[INSTRUCTIONS FOR THE TASK] Reproduce verbatim the lines starting at the line containing "target: bare tree" and ending at the end of the records, both ends included.

[Spatial annotation records]
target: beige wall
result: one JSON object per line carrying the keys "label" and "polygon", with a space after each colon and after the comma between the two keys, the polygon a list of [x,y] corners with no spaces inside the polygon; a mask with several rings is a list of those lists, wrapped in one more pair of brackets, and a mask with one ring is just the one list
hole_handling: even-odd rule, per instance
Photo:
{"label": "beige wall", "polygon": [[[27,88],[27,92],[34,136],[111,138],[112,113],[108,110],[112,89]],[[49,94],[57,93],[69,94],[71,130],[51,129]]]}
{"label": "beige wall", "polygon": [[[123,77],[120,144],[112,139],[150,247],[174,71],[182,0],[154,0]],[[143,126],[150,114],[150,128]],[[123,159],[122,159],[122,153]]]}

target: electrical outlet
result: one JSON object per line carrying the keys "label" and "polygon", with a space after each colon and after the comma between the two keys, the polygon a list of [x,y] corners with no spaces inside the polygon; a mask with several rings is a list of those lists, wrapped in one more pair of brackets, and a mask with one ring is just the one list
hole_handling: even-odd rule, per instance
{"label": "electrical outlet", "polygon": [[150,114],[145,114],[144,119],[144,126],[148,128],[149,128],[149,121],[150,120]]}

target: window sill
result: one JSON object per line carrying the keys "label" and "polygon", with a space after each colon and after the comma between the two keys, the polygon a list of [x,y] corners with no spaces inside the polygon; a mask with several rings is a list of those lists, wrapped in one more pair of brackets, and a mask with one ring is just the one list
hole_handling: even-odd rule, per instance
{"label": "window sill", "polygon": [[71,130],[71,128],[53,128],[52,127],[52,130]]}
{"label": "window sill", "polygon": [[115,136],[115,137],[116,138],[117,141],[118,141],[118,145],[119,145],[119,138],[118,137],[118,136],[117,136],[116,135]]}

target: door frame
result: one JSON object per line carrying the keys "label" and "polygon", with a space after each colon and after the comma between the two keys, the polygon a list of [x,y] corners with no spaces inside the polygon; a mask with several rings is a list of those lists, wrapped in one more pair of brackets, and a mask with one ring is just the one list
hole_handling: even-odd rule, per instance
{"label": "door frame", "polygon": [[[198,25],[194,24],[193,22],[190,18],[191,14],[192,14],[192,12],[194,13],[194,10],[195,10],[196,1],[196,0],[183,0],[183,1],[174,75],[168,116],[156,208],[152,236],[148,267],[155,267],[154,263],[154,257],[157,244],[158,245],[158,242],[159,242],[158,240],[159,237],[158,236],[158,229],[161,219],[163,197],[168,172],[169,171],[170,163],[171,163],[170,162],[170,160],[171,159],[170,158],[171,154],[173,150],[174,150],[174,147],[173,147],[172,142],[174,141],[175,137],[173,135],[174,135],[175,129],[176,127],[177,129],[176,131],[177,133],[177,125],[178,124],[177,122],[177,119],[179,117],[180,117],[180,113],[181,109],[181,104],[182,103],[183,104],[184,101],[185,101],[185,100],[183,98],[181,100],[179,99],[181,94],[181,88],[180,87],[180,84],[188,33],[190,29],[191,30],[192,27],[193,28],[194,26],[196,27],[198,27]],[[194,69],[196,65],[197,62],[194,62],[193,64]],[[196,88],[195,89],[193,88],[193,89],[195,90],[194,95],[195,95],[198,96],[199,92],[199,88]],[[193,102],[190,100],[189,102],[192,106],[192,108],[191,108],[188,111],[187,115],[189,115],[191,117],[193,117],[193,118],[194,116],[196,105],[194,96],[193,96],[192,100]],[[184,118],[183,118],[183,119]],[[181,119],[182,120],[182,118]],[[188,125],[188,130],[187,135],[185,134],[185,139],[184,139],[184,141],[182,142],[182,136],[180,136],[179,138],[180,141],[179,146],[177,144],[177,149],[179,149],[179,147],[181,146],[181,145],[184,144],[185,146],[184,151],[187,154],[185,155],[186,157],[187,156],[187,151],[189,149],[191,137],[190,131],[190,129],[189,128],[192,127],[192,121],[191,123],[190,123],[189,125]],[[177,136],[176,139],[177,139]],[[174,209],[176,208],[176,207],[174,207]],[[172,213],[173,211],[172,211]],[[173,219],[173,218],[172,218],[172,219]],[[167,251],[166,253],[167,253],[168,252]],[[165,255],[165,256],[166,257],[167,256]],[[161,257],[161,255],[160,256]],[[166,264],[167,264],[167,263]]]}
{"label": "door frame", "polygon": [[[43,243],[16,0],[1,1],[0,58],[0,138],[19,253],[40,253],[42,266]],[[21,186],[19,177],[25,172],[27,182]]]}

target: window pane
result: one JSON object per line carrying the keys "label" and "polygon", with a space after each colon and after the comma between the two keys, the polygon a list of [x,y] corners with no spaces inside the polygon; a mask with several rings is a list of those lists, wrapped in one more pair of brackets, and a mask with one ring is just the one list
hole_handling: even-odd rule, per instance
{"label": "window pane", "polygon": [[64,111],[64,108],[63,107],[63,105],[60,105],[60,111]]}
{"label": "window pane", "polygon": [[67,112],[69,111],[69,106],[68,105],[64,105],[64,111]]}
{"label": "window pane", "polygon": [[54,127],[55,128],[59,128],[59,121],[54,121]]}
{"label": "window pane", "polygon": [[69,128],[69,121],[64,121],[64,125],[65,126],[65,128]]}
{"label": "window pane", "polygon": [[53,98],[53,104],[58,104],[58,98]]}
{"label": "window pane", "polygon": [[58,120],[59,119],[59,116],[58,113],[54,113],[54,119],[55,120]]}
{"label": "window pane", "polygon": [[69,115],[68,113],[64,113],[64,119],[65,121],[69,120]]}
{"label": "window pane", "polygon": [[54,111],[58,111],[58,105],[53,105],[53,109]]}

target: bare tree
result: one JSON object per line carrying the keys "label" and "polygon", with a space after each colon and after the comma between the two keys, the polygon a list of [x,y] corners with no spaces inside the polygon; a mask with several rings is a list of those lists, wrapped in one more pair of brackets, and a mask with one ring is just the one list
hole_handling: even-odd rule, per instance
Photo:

[SOLUTION FOR THIS TASK]
target: bare tree
result: one JSON object per line carrying the keys "label" and "polygon", with a space after each colon and after the comma between the two keys, the polygon a list of [x,y] corners with no spaces inside the polygon; a mask with several rings is a list of those lists, wrapped in one more pair of brackets, and a mask with one ring is just the one list
hole_handling: even-odd rule, per instance
Photo:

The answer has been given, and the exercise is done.